• Consigne 1
Indiquez près de quel site s'est produite l'activité sismique étudiée par l'OGA, selon l'article sur la fracturation hydraulique au Royaume-Uni.
• Consigne 2
Résumez en deux phrases l'article sur la fracturation hydraulique au Royaume-Uni.
• Consigne 3
Prolongez l'article sur la fracturation hydraulique au Royaume-Uni en reprenant juste après sa dernière phrase.

• Extrait du texte
Gaz de schiste: Londres suspend la fracturation hydraulique par crainte des séismes
Le
gouvernement britannique a annoncé suspendre la fracturation hydraulique
destinée à extraire du sous-sol du gaz de schiste en raison des risques de
secousses sismiques, faisant marche arrière sur ce sujet impopulaire, au tout
début de la campagne des législatives.
Le
Royaume-Uni voulait à l'origine suivre l'exemple des Etats-Unis où l'industrie
du schiste a connu un boom spectaculaire renforçant l'indépendance énergétique
du pays, grâce à la technique de la fracturation hydraulique. Mais ce procédé
est critiqué, partout dans le monde, en raison de son impact environnemental,
et a été interdit en France et en Allemagne.
La
ministre chargée des Entreprises et de l'Energie, Andrea Leadsom, a expliqué
que le gouvernement est revenu sur sa position à la suite d'un rapport du
régulateur du secteur, The Oil and Gas Authority (OGA), ayant étudié l'activité
sismique survenue près d'un site où est pratiquée la fracturation hydraulique,
à Preston New Road, dans le Lancashire (nord-ouest de l'Angleterre).
"Après
avoir examiné le rapport de l'OGA (...), il est clair que nous ne pouvons pas
exclure de nouvelles conséquences inacceptables pour la population
locale", a déclaré dans un communiqué Mme Leadsom.
"Pour
cette raison, j'ai conclu que nous devrions instaurer un moratoire sur la
fracturation hydraulique en Angleterre avec effet immédiat", a-t-elle
ajouté.

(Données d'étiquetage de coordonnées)
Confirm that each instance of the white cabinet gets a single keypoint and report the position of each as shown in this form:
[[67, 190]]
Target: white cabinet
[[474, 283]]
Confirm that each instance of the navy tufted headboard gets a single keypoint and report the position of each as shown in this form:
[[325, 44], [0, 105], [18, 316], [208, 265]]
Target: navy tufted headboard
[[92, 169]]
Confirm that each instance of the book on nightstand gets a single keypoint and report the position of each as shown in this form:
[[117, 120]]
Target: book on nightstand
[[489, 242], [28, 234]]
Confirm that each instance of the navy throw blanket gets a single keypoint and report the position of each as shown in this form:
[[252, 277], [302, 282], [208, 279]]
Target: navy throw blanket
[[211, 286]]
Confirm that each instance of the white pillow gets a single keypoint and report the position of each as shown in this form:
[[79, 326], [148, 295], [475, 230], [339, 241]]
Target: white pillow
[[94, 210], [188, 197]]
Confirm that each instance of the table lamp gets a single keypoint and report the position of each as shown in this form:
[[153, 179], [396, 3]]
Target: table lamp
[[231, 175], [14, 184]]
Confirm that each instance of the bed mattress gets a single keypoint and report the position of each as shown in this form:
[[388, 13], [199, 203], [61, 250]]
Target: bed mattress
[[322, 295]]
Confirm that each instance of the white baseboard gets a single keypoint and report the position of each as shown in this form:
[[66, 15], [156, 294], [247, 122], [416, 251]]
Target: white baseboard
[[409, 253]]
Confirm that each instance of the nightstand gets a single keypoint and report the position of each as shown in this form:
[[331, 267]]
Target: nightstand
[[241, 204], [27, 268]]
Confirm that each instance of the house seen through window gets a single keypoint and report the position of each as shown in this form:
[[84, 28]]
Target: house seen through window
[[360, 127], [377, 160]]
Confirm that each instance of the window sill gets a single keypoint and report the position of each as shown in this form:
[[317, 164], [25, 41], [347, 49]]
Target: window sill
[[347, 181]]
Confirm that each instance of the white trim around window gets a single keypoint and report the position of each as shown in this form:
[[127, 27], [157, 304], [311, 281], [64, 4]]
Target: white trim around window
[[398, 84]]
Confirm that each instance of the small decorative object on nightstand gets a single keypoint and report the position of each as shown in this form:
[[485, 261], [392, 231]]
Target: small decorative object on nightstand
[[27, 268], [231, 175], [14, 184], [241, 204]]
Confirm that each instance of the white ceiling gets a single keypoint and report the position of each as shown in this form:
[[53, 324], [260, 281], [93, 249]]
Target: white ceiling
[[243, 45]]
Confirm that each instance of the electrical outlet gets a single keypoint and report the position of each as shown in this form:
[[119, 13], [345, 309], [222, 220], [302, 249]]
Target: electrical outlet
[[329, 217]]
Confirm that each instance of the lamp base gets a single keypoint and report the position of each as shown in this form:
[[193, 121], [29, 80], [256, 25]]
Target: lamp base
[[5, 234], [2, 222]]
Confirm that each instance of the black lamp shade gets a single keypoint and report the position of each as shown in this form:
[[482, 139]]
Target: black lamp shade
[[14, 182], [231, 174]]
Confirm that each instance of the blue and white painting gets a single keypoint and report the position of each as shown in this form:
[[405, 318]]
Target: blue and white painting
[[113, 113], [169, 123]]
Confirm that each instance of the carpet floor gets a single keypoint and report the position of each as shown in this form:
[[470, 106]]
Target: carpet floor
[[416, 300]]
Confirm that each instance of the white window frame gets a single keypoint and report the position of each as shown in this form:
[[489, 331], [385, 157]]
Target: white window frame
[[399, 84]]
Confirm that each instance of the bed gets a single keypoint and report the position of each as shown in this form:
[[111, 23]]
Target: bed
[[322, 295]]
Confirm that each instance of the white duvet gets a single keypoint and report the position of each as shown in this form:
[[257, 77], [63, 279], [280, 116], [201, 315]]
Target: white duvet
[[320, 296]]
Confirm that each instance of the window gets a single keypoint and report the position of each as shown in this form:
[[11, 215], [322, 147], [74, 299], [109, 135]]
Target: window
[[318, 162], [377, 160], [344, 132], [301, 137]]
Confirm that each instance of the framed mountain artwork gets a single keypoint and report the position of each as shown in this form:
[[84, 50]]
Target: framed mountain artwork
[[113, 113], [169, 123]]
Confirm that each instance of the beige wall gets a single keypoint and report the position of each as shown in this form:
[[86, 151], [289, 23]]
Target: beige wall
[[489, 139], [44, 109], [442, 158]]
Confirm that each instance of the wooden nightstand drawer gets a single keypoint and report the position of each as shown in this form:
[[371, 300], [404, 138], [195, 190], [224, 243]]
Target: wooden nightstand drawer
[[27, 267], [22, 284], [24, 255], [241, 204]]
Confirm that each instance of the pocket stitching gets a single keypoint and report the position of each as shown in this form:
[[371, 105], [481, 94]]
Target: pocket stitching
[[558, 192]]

• Résultat de l'exercice 1
Près du site de Preston New Road, dans le Lancashire (nord-ouest de l'Angleterre).

• Résultat de l'exercice 2
Au tout début de la campagne des législatives, le gouvernement britannique a suspendu la fracturation hydraulique destinée à extraire le gaz de schiste, en raison des risques de secousses sismiques. La ministre Andrea Leadsom a justifié ce revirement par un rapport de l'OGA sur l'activité sismique près d'un site du Lancashire et a annoncé un moratoire en Angleterre avec effet immédiat.

• Résultat de l'exercice 3
Forte mobilisation
Le
gouvernement a expliqué qu'il ne donnerait pas son consentement à de nouveaux
projets de fracturation hydraulique "à moins que de nouvelles preuves
convaincantes ne soient fournies".
Le
procédé de fracturation hydraulique consiste à créer des fissures souterraines
et y infiltrer un mélange d'eau, de sable et de produits chimiques pour
permettre l'extraction de gaz ou de pétrole capturé dans la roche.
Le
développement de cette technique avait provoqué une forte mobilisation de la
part des populations concernées et des militants écologistes, qui ont accueilli
avec soulagement cette annonce.
Les
partis d'opposition l'ont en revanche jugée insuffisante, et prônent une
interdiction définitive.
En
ce début de campagne, Rebecca Long Bailey, chargée de l'Energie au sein du
Labour, a promis que s'il arrivait au pouvoir, son parti "interdira la
fracturation hydraulique alors que les conservateurs ne l'interrompront que
temporairement. Vous ne pouvez pas faire confiance au Premier ministre",
a-t-elle déclaré dans un communiqué.
Pourquoi
le gouvernement n'a pas opté pour une interdiction? "Parce que ça reste
une énorme opportunité pour le Royaume-Uni" a répondu Andrea Leadsom au
micro de la BBC samedi.
David contre Goliath
Le
Royaume-Uni avait soutenu la fracturation hydraulique dans l'espoir de réduire
sa dépendance envers le gaz, importé essentiellement de Norvège et du Qatar.
Le
gouvernement conservateur avait escompté en 2016 l'ouverture de 20 puits d'ici
à mi-2020.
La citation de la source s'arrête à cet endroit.